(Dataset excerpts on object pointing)
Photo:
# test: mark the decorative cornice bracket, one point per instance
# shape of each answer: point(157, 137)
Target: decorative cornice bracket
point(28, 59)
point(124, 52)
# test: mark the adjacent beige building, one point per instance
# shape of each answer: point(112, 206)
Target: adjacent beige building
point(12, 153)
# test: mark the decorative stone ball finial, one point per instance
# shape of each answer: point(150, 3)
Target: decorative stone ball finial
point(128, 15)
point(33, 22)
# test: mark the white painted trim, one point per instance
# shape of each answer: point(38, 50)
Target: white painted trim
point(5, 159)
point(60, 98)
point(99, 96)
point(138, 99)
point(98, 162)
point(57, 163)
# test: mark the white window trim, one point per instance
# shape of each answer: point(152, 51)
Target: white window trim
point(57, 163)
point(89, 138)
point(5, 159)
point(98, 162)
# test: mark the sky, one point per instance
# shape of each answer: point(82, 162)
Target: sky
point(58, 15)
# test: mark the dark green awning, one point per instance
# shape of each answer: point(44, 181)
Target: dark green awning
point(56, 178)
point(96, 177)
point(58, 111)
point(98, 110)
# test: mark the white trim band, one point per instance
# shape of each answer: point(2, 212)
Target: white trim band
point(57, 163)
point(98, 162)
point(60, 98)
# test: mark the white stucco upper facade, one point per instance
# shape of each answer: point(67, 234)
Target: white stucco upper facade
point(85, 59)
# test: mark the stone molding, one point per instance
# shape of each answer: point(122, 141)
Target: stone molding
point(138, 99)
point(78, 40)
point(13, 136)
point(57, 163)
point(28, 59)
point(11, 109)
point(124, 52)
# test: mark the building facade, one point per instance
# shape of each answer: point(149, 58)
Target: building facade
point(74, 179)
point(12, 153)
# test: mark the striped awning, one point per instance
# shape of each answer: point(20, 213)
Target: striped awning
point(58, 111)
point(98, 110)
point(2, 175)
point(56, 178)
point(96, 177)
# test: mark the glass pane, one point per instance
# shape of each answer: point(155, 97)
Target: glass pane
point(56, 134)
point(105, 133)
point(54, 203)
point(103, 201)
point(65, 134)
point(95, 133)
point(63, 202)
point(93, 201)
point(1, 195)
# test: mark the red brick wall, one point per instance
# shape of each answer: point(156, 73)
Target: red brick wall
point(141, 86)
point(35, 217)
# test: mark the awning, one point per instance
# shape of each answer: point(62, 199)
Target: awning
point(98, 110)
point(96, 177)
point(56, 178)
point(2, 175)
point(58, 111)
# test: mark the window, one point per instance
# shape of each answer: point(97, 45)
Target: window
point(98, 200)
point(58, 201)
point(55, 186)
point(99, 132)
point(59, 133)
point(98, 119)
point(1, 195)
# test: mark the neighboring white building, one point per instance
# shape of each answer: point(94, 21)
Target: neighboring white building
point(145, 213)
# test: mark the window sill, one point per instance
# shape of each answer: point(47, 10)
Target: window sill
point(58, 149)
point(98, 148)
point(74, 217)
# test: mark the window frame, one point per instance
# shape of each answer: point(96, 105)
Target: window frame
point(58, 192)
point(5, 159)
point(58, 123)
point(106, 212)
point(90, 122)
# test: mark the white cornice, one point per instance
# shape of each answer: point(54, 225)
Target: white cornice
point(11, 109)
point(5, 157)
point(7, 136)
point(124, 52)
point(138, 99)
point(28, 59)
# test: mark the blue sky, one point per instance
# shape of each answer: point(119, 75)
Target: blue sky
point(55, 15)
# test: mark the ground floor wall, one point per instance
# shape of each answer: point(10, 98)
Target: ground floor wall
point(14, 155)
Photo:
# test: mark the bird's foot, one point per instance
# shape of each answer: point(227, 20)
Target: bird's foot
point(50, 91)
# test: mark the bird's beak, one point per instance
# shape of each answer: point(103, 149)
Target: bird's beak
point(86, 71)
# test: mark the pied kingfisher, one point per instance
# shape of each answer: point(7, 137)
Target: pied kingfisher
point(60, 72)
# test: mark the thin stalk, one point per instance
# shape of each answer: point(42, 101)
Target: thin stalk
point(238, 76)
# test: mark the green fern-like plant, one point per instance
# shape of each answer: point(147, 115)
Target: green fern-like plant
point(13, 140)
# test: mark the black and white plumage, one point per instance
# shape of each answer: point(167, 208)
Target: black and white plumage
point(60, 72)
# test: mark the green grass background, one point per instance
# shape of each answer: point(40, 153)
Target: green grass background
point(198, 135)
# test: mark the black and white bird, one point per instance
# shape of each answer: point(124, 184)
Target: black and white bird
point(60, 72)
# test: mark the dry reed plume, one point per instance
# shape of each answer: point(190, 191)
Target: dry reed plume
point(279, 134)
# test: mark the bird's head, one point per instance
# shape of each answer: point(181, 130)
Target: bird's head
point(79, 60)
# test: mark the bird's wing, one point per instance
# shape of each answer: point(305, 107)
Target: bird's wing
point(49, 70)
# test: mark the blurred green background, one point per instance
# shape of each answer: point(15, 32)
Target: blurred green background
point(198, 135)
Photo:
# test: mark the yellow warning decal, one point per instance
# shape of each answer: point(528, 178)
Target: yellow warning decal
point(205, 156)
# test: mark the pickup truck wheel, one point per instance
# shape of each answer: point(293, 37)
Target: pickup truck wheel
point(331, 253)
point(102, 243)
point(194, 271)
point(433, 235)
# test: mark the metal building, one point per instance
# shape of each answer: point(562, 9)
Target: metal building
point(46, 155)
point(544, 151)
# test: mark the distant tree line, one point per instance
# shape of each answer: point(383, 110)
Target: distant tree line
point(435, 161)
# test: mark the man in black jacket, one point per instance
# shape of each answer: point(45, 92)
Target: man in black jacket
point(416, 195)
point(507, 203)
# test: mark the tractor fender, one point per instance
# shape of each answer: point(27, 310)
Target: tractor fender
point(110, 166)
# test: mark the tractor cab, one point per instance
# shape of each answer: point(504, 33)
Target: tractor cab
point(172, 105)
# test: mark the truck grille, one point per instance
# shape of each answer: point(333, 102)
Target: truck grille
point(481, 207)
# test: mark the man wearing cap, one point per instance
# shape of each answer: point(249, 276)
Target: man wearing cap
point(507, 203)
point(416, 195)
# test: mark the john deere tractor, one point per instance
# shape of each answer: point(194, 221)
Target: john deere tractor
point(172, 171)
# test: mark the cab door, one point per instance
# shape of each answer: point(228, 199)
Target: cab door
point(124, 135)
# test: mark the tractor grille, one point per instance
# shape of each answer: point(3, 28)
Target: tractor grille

REQUIRED TASK |
Convert all of the data above into a JSON list of strings, one string per line, leaving out any blank lines.

EXERCISE OUTPUT |
[
  "Photo:",
  "# test: mark the decorative cornice bracket, one point per instance",
  "# shape of each answer: point(157, 137)",
  "Target: decorative cornice bracket",
  "point(28, 59)",
  "point(124, 52)",
  "# test: mark the adjacent beige building, one point per instance",
  "# shape of each answer: point(112, 206)",
  "Target: adjacent beige building",
  "point(12, 153)",
  "# test: mark the decorative stone ball finial, one point per instance",
  "# shape of each answer: point(150, 3)",
  "Target: decorative stone ball finial",
  "point(128, 15)",
  "point(33, 22)",
  "# test: mark the white painted trim, one point per instance",
  "# shape of each answer: point(38, 50)",
  "Target: white painted trim",
  "point(5, 159)",
  "point(60, 98)",
  "point(99, 96)",
  "point(138, 99)",
  "point(98, 162)",
  "point(57, 163)",
  "# test: mark the white window trim, one point per instance",
  "# shape of each answer: point(152, 51)",
  "Target: white window trim",
  "point(57, 163)",
  "point(89, 138)",
  "point(5, 159)",
  "point(98, 162)",
  "# test: mark the sky, one point per instance",
  "# shape of each answer: point(82, 162)",
  "Target: sky",
  "point(58, 15)",
  "# test: mark the dark green awning, one point per instance",
  "# shape of each answer: point(44, 181)",
  "Target: dark green awning",
  "point(56, 178)",
  "point(96, 177)",
  "point(58, 111)",
  "point(98, 110)",
  "# test: mark the white trim band, one point per instance",
  "# shape of each answer: point(2, 212)",
  "Target: white trim band",
  "point(57, 163)",
  "point(98, 162)",
  "point(60, 98)",
  "# test: mark the white stucco upper facade, one point per instance",
  "# shape of each answer: point(67, 234)",
  "Target: white stucco upper facade",
  "point(85, 59)",
  "# test: mark the stone molding, one point per instance",
  "# shape of each answer: point(122, 141)",
  "Target: stone molding",
  "point(138, 99)",
  "point(78, 40)",
  "point(13, 136)",
  "point(57, 163)",
  "point(28, 59)",
  "point(11, 109)",
  "point(124, 52)",
  "# test: mark the building facade, one point per instance",
  "# shape of each answer: point(149, 58)",
  "Target: building facade",
  "point(74, 179)",
  "point(12, 153)",
  "# test: mark the striped awning, one point per instance",
  "# shape of each answer: point(20, 213)",
  "Target: striped awning",
  "point(58, 111)",
  "point(98, 110)",
  "point(2, 175)",
  "point(56, 178)",
  "point(96, 177)",
  "# test: mark the glass pane, one point per instance",
  "# shape of each answer: point(155, 97)",
  "Target: glass pane",
  "point(56, 134)",
  "point(105, 133)",
  "point(54, 203)",
  "point(103, 201)",
  "point(65, 134)",
  "point(95, 133)",
  "point(63, 202)",
  "point(93, 201)",
  "point(1, 195)",
  "# test: mark the red brick wall, one point per instance",
  "# shape of each answer: point(156, 73)",
  "Target: red brick wall",
  "point(141, 86)",
  "point(35, 217)",
  "# test: mark the awning, one point per instance",
  "# shape of each answer: point(62, 199)",
  "Target: awning",
  "point(98, 110)",
  "point(96, 177)",
  "point(56, 178)",
  "point(2, 175)",
  "point(58, 111)",
  "# test: mark the window, one point per instance",
  "# shape of each answer: point(97, 45)",
  "Target: window",
  "point(98, 200)",
  "point(58, 201)",
  "point(55, 186)",
  "point(99, 132)",
  "point(59, 133)",
  "point(98, 119)",
  "point(1, 195)",
  "# test: mark the neighboring white building, one point per instance",
  "# shape of each answer: point(94, 21)",
  "Target: neighboring white building",
  "point(145, 213)",
  "# test: mark the window sill, one point per instance",
  "# shape of each answer: point(47, 10)",
  "Target: window sill",
  "point(58, 149)",
  "point(98, 148)",
  "point(74, 217)",
  "# test: mark the window frame, one point per instance",
  "# shape of each answer: point(96, 105)",
  "Target: window frame",
  "point(58, 192)",
  "point(5, 159)",
  "point(58, 123)",
  "point(106, 212)",
  "point(90, 122)",
  "# test: mark the white cornice, one point per instance",
  "# shape of each answer: point(54, 225)",
  "Target: white cornice",
  "point(11, 109)",
  "point(5, 157)",
  "point(7, 136)",
  "point(124, 52)",
  "point(138, 99)",
  "point(28, 59)",
  "# test: mark the blue sky, one point per instance",
  "# shape of each answer: point(119, 75)",
  "Target: blue sky",
  "point(55, 15)",
  "# test: mark the ground floor wall, one point per instance",
  "# shape of each answer: point(10, 98)",
  "Target: ground floor wall",
  "point(14, 155)",
  "Photo:",
  "# test: mark the bird's foot, one point per instance",
  "# shape of each answer: point(227, 20)",
  "Target: bird's foot",
  "point(50, 91)",
  "# test: mark the bird's beak, one point per instance",
  "# shape of each answer: point(103, 149)",
  "Target: bird's beak",
  "point(86, 71)",
  "# test: mark the pied kingfisher, one point per instance",
  "# shape of each answer: point(7, 137)",
  "Target: pied kingfisher",
  "point(60, 72)",
  "# test: mark the thin stalk, one point per instance",
  "# shape of each answer: point(42, 101)",
  "Target: thin stalk",
  "point(238, 76)",
  "# test: mark the green fern-like plant, one point per instance",
  "# shape of each answer: point(147, 115)",
  "Target: green fern-like plant",
  "point(13, 140)",
  "# test: mark the black and white plumage, one point per instance",
  "# shape of each answer: point(167, 208)",
  "Target: black and white plumage",
  "point(60, 72)",
  "# test: mark the green grass background, one point per instance",
  "# shape of each answer: point(40, 153)",
  "Target: green grass background",
  "point(198, 135)",
  "# test: mark the black and white bird, one point per instance",
  "# shape of each answer: point(124, 184)",
  "Target: black and white bird",
  "point(60, 72)",
  "# test: mark the dry reed plume, one point per instance",
  "# shape of each answer: point(190, 191)",
  "Target: dry reed plume",
  "point(279, 134)",
  "# test: mark the bird's head, one point per instance",
  "# shape of each answer: point(181, 130)",
  "Target: bird's head",
  "point(79, 60)",
  "# test: mark the bird's wing, one point per instance",
  "# shape of each answer: point(305, 107)",
  "Target: bird's wing",
  "point(49, 70)",
  "# test: mark the blurred green background, one point per instance",
  "# shape of each answer: point(15, 32)",
  "Target: blurred green background",
  "point(198, 135)",
  "Photo:",
  "# test: mark the yellow warning decal, one point per instance",
  "# shape of each answer: point(528, 178)",
  "Target: yellow warning decal",
  "point(205, 156)",
  "# test: mark the pickup truck wheel, one point per instance",
  "# shape of each answer: point(293, 37)",
  "Target: pickup truck wheel",
  "point(331, 253)",
  "point(102, 243)",
  "point(194, 271)",
  "point(433, 235)",
  "# test: mark the metal building, one point per instance",
  "# shape of each answer: point(562, 9)",
  "Target: metal building",
  "point(46, 155)",
  "point(544, 151)",
  "# test: mark the distant tree line, one point per instance",
  "# shape of each answer: point(383, 110)",
  "Target: distant tree line",
  "point(435, 161)",
  "# test: mark the man in black jacket, one point per instance",
  "# shape of each answer: point(45, 92)",
  "Target: man in black jacket",
  "point(416, 195)",
  "point(507, 203)",
  "# test: mark the tractor fender, one point per instance",
  "# shape of each answer: point(27, 310)",
  "Target: tractor fender",
  "point(110, 166)",
  "# test: mark the tractor cab, one point per instance",
  "# shape of each answer: point(504, 33)",
  "Target: tractor cab",
  "point(172, 105)",
  "# test: mark the truck grille, one point per instance",
  "# shape of each answer: point(333, 102)",
  "Target: truck grille",
  "point(481, 207)",
  "# test: mark the man wearing cap, one point per instance",
  "# shape of each answer: point(249, 276)",
  "Target: man wearing cap",
  "point(507, 203)",
  "point(416, 195)",
  "# test: mark the john deere tractor, one point per instance",
  "# shape of each answer: point(194, 221)",
  "Target: john deere tractor",
  "point(172, 171)",
  "# test: mark the cab door, one point per instance",
  "# shape of each answer: point(228, 199)",
  "Target: cab door",
  "point(124, 135)",
  "# test: mark the tractor grille, one point per instance",
  "# shape of each answer: point(3, 28)",
  "Target: tractor grille"
]